What the task asks: Go to the line containing "Query: baseboard" in the listing below and retype it and every later line exactly, down to the last.
(Data for this task begins)
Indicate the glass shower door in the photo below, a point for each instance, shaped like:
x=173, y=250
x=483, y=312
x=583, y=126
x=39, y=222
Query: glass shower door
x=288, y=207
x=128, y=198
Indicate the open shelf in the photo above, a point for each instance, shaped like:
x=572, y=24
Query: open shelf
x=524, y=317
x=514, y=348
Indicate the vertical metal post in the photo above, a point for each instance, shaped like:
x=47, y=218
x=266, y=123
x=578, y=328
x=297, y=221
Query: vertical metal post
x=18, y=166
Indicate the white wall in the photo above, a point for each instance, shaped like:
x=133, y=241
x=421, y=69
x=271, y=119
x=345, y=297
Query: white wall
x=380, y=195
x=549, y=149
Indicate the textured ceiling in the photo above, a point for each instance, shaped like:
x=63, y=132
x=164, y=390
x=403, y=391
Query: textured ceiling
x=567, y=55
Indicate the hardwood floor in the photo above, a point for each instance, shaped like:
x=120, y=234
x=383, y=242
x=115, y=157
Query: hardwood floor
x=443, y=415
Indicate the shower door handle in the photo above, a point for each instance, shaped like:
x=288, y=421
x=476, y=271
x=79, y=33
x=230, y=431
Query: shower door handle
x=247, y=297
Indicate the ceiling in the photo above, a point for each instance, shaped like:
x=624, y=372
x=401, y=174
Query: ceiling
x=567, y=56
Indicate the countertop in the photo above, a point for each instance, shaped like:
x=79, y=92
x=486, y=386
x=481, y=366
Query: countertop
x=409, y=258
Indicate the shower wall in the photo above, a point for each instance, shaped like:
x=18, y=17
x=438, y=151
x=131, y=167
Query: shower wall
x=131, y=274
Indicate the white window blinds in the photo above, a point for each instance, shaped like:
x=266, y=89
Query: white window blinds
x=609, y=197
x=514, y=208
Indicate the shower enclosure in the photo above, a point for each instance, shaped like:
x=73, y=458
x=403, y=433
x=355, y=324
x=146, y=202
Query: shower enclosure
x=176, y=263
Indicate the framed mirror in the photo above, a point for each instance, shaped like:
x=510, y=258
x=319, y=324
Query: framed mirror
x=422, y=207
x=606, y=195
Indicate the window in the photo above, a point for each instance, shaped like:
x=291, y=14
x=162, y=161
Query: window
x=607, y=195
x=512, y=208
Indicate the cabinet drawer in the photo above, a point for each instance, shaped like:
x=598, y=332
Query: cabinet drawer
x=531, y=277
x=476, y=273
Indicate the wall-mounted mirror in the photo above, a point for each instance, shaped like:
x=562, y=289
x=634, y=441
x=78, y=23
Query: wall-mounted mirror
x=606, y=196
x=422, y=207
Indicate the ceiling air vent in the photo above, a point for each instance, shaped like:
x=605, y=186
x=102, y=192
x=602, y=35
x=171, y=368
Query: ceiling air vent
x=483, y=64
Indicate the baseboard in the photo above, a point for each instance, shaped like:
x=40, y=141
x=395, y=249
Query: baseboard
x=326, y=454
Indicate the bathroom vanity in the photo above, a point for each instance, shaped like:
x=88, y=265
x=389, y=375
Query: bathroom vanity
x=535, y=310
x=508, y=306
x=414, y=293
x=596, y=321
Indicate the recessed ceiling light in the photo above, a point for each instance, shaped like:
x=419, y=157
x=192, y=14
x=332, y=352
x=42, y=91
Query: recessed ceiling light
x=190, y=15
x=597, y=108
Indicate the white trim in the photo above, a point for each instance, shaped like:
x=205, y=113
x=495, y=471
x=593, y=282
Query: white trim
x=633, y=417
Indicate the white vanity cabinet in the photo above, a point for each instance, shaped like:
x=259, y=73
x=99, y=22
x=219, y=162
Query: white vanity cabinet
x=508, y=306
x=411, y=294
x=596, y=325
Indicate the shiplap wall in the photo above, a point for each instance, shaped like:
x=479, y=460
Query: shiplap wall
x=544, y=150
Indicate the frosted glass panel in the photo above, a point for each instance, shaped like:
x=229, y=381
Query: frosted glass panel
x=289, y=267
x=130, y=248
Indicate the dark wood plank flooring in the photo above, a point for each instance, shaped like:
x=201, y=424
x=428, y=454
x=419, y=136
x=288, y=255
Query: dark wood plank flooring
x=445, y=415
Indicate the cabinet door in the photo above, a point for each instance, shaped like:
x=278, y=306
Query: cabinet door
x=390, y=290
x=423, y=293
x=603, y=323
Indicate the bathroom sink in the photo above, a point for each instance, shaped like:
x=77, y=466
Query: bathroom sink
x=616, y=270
(Data for this task ends)
The completed task:
Query: baseboard
x=326, y=454
Indicate the bathroom vanity in the photo above, a point for each instance, shaped like:
x=88, y=265
x=389, y=375
Query: bathroom vanity
x=535, y=310
x=508, y=306
x=414, y=293
x=596, y=321
Indicate the recessed ceiling light in the photo above, a point for each instance, shaped like:
x=419, y=157
x=192, y=14
x=332, y=352
x=42, y=91
Query: recessed ceiling light
x=190, y=15
x=597, y=108
Indicate the white trim in the photo above, a point for each instance, shaped like:
x=205, y=113
x=495, y=471
x=593, y=282
Query: white trim
x=633, y=417
Indicate the white vanity cabinet in the photo above, a point for each instance, shaped like:
x=259, y=73
x=99, y=22
x=219, y=162
Query: white vanity cabinet
x=508, y=306
x=411, y=294
x=596, y=325
Indicate the shiplap wall in the photo above, a point for each instance, shaped like:
x=479, y=460
Query: shiplap wall
x=544, y=150
Indicate the frosted glass panel in the photo above, a point for each instance, shaped like:
x=229, y=381
Query: frosted glass panel
x=289, y=267
x=130, y=248
Indicate the dark wood plank flooring in the photo above, a point for each instance, shaped like:
x=201, y=424
x=428, y=454
x=419, y=136
x=288, y=255
Query: dark wood plank flooring
x=445, y=415
Indicate the cabinet door in the photo above, a point for each instance, shaped like:
x=278, y=306
Query: cabinet door
x=390, y=290
x=423, y=293
x=603, y=323
Indicate the bathroom sink in the photo above, a point for each instance, shaped like:
x=77, y=466
Query: bathroom sink
x=616, y=270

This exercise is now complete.